A verbatim transcript of the lines below, starting at the first and ending with the one that holds "TARGET = white cloud", is what should be produced.

Saved data entries
◆ ◆ ◆

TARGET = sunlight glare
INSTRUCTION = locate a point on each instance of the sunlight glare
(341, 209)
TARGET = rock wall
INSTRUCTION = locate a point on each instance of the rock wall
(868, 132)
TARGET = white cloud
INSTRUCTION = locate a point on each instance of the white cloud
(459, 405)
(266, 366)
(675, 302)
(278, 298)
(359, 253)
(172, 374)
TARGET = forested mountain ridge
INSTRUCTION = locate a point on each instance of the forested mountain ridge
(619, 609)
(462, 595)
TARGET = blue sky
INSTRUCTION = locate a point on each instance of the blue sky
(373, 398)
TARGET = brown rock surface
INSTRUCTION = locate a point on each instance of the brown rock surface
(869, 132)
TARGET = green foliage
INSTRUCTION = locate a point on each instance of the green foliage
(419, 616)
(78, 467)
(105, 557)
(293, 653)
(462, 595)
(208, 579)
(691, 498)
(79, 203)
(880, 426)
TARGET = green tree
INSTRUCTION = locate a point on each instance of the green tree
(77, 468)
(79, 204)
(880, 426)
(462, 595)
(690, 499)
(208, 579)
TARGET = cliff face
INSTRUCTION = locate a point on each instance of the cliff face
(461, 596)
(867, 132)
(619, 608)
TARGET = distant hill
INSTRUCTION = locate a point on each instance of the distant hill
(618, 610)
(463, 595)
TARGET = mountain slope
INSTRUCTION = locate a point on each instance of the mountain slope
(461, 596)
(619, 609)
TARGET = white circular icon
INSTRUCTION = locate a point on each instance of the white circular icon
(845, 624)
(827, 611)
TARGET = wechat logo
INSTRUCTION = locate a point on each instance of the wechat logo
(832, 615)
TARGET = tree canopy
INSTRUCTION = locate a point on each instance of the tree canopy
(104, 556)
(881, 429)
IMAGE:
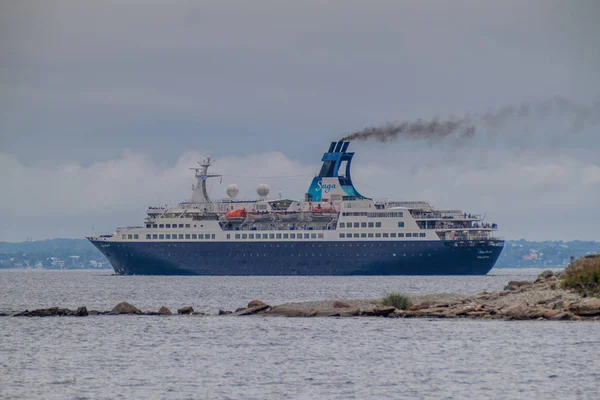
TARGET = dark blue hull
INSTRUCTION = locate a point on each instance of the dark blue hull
(300, 258)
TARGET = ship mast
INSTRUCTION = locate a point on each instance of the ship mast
(201, 176)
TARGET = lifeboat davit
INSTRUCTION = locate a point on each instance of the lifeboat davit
(236, 214)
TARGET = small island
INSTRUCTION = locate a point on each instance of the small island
(571, 295)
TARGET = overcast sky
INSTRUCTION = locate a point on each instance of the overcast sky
(104, 106)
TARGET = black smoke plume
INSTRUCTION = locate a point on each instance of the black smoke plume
(573, 116)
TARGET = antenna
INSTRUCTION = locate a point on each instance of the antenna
(202, 175)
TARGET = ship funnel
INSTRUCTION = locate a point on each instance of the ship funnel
(334, 181)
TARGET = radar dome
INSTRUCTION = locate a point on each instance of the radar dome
(232, 191)
(262, 190)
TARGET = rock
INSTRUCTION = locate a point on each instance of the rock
(252, 310)
(164, 311)
(81, 312)
(586, 308)
(545, 274)
(125, 308)
(46, 312)
(341, 304)
(256, 303)
(516, 285)
(562, 316)
(187, 310)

◆ ◆ ◆

Output below:
TARGET = sunlight glare
INSTRUCTION = locate a point on each instance of the sunlight glare
(341, 209)
TARGET = rock wall
INSTRUCTION = locate a point on each instance of the rock wall
(868, 132)
TARGET = white cloud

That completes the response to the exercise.